Consigne :: Prolongez le texte consacré à l’argent dans l’Évangile de Luc, en reprenant après sa dernière phrase.

Extrait ::

* * *

Le piège de l’illusion

Dans l’Évangile de Luc (16, 9-15), Jésus démasque une tentation universelle et intemporelle : celle de faire de l’argent et des richesses le centre de notre existence. Ce passage, souvent perçu comme un avertissement moral, est en réalité une révélation sur la nature même du cœur humain. Il ne s’agit pas seulement de critiquer l’avidité, mais de révéler comment l’argent peut se transformer en une idole moderne, subtile et exigeante, qui détourne notre adoration de Dieu.


1. L’argent : un serviteur utile, un maître tyrannique

Jésus affirme avec force : « Nul serviteur ne peut servir deux maîtres […] Vous ne pouvez pas servir Dieu et l’argent. » (Lc 16, 13). Cette déclaration n’est pas une condamnation de la richesse en soi, mais une mise en garde contre son pouvoir de corruption. L’argent, comme tout outil, est neutre : il peut être utilisé pour le bien (nourrir sa famille, soutenir une œuvre caritative, créer de l’emploi) ou pour le mal (exploiter, dominer, s’isoler).

Cependant, le danger surgit lorsque l’argent cesse d’être un moyen pour devenir une fin. Il devient alors un maître :

  • Il exige notre temps et notre énergie : combien d’heures passons-nous à en gagner, à en gérer, à en désirer davantage ?

* * *

Données recensées ::
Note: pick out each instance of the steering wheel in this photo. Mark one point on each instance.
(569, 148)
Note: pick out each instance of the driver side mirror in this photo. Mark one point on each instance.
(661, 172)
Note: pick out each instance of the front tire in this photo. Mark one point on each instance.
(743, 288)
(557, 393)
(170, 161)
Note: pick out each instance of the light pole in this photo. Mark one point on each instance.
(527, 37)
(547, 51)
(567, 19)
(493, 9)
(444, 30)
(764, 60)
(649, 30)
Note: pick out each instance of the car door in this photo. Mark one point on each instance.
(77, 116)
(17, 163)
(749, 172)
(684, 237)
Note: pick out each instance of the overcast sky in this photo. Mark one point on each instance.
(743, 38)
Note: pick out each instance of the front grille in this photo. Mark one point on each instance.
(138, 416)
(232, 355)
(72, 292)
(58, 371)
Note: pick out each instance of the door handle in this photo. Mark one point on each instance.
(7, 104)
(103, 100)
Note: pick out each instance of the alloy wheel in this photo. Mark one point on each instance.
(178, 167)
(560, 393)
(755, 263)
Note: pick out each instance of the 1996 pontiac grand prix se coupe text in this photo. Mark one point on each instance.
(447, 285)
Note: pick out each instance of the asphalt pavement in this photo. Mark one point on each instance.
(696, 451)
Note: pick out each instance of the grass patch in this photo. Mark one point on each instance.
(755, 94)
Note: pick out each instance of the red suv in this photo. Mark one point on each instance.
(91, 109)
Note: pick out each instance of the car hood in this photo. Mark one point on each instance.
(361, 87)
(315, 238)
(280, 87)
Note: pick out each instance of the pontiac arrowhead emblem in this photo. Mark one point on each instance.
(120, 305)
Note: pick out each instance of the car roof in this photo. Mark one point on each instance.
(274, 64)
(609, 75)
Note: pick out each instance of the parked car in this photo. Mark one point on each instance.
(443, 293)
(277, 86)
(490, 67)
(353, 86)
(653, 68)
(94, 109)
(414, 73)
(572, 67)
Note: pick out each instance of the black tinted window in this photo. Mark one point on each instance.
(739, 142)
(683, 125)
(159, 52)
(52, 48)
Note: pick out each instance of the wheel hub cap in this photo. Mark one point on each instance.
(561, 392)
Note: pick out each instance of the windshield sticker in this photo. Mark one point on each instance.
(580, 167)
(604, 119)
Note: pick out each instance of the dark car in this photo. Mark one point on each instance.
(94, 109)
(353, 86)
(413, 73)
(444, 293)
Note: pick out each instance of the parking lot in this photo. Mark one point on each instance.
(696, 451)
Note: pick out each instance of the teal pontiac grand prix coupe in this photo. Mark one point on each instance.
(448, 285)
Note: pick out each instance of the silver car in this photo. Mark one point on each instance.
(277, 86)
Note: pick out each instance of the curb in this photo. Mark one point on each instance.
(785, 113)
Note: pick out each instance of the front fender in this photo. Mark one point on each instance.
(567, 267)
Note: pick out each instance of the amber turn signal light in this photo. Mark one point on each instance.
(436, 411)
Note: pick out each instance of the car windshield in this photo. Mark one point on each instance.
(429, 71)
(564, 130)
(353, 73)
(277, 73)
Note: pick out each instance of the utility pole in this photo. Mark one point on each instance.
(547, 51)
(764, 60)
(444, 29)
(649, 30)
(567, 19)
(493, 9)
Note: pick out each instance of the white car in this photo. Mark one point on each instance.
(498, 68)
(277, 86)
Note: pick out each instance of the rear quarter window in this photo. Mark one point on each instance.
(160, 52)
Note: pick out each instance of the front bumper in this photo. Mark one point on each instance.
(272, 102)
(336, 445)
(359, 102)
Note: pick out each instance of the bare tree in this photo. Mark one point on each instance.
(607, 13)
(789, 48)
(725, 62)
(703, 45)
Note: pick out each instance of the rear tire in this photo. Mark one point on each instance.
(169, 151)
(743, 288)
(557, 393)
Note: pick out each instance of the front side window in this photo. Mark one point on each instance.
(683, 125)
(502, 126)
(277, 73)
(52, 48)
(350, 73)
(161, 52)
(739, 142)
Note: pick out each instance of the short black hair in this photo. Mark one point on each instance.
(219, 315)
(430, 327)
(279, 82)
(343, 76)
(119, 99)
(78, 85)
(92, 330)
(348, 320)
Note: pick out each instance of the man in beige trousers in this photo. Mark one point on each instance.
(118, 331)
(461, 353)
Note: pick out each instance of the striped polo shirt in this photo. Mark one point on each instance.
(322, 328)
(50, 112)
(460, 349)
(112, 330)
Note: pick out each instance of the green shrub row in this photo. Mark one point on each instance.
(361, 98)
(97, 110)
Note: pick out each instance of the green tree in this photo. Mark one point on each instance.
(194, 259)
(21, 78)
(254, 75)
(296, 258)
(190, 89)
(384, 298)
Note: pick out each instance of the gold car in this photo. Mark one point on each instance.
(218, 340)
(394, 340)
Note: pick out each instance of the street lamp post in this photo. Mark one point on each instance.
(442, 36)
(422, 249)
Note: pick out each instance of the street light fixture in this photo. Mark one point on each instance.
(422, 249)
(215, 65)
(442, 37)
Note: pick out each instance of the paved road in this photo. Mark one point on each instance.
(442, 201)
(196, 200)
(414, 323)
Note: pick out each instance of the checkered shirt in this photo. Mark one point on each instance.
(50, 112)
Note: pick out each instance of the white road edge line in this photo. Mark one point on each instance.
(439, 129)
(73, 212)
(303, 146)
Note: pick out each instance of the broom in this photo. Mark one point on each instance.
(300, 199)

* * *

Réponse attendue ::
  • Il façonne nos relations : l’argent peut créer des dépendances (familiales, sociales) ou des conflits (jalousies, rivalités).
  • Il définit notre identité : notre valeur personnelle est-elle liée à ce que nous possédons ou à ce que nous sommes ?

Saint Augustin disait : « L’avare ne possède pas ses richesses, ce sont ses richesses qui le possèdent. » L’argent, lorsqu’il devient une idole, nous possède et nous éloigne de Dieu.


2. La richesse et le jugement de Dieu : une question de justice

Jésus s’adresse aux pharisiens, « amis de l’argent » (Lc 16, 14), qui justifient leur attachement aux biens matériels par une apparence de piété. Leur hypocrisie révèle un cœur divisé : ils honorent Dieu de leurs lèvres, mais leur vie est centrée sur l’accumulation et le prestige.

La critique de Jésus est radicale : « Ce qui est estimé parmi les hommes est une abomination aux yeux de Dieu. » (Lc 16, 15). Pourquoi une telle sévérité ? Parce que l’accumulation excessive de richesses, surtout dans un monde où beaucoup manquent du nécessaire, est une injustice criante. Le prophète Amos dénonçait déjà « ceux qui écrasent le pauvre et font disparaître les humbles » (Am 8, 4). L’argent, lorsqu’il est thésaurisé au lieu d’être partagé, devient un symbole d’égoïsme et de fermeture à l’amour du prochain.

La tradition chrétienne, de saint Basile à saint François d’Assise, a toujours rappelé que la richesse est un dépôt confié par Dieu, et non une possession absolue. Elle doit être mise au service du bien commun, surtout des plus vulnérables.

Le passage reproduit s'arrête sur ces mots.